[Activity]: Please filter the data below down to the lines holding the string "photo".

↓

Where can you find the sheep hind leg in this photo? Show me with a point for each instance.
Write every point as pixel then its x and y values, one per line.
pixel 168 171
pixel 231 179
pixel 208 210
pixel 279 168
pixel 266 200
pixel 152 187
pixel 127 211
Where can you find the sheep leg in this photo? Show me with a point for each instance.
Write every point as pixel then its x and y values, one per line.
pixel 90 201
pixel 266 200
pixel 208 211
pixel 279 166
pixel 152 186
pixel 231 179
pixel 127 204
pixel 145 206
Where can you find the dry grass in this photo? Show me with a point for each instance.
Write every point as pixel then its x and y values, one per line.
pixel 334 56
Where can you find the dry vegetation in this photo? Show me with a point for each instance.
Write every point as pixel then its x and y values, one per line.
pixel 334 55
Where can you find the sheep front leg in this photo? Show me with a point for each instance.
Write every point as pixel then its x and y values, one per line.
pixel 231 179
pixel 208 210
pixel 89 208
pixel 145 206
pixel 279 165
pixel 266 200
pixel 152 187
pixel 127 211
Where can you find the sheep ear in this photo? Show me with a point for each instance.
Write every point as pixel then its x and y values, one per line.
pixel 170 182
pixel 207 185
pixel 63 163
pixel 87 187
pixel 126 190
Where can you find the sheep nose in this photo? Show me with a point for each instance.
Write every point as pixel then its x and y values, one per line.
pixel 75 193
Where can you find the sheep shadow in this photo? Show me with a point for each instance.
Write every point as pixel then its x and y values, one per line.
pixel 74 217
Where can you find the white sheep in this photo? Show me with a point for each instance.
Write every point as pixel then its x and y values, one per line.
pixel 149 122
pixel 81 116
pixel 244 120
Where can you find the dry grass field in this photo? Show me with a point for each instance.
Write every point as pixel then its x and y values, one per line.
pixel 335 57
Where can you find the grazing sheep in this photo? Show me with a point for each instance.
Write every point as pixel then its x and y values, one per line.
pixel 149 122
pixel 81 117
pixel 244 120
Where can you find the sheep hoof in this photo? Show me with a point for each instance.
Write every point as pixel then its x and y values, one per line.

↑

[Task output]:
Where can you find the sheep hind leg in this photo? Show me with a point for each instance.
Where can you find the sheep leg in this photo? Show me with a point for each instance.
Where can you find the dry grass in this photo? Show me with a point for each instance.
Where can you find the dry vegetation in this photo? Show me with a point for each instance.
Where can you find the sheep front leg in this photo? Show me with a point for each instance.
Where can you find the sheep ear in this photo? Show me with a point for each instance.
Where can you find the sheep nose in this photo? Show me with a point for each instance.
Where can you find the sheep shadow in this photo? Show me with a point for each instance.
Where can you find the white sheep in this photo? Show me with a point for each instance.
Where can you find the dry grass field in this photo? Show me with a point for each instance.
Where can you find the grazing sheep in this photo? Show me with a point for each instance.
Where can you find the sheep hoof in this photo? Show me with a point for each instance.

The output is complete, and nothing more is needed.